Your assignment:
Scan each line of the records for the word "point" and extract the ones that have it.

Stored entries:
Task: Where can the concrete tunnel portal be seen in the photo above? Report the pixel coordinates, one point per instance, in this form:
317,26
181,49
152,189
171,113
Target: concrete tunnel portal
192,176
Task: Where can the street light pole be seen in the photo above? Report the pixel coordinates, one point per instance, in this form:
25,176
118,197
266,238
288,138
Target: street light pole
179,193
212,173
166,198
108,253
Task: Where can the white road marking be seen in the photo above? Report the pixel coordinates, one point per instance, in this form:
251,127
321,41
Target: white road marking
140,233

--

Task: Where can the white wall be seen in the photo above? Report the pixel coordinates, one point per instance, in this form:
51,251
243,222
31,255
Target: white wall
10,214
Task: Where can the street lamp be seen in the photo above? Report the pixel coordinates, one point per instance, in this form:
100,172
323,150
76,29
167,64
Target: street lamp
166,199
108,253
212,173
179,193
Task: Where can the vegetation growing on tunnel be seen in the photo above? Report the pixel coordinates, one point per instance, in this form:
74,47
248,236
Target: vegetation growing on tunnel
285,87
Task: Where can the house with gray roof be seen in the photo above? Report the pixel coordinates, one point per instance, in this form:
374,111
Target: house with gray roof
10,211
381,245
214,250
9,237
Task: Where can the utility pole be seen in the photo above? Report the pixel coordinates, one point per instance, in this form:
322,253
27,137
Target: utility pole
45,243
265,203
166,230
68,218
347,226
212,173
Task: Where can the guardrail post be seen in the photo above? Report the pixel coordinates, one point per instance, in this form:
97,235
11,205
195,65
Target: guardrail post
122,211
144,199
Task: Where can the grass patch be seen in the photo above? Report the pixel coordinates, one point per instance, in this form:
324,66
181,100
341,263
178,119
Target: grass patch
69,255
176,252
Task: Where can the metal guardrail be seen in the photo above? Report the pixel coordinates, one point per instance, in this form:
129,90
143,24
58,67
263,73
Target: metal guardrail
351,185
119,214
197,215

Response to the exercise:
Task: Where can the concrete tunnel portal be seen in the photo above? Report the pixel coordinates, one point per instance, in this form:
Task: Where can the street light pole be seen in the photo above? Report the pixel coordinates, one point per instance, in this form:
Task: Where can the white road marking be seen in the photo above? Report the pixel coordinates, one point per instance, in this form:
Task: Where can the white wall be seen in the photo above? Report the pixel coordinates, one point per instance, in this form:
Task: Where can the street lamp be seen in the photo above? Report the pixel coordinates, one point per instance, in this form:
Task: Where can the vegetation growing on tunnel be seen in the photo above? Report the pixel coordinates, one point per instance, in this form:
Task: Where can the house with gray roof be seen in the photo above? Report the pixel coordinates, one point per instance, in this form:
Task: Where can the utility pole be seen in the photo above? Report the pixel coordinates, one point per instance, in this form:
Task: Where can the guardrail post be seen in the photo above? Report the pixel coordinates, one point per instance, in this form:
Task: Where can the grass patch be seen in the photo above? Report the pixel coordinates, one point per instance, in this form:
Task: Where can the metal guardrail be seen in the photo above? Report the pixel coordinates, one point per instance, in this form:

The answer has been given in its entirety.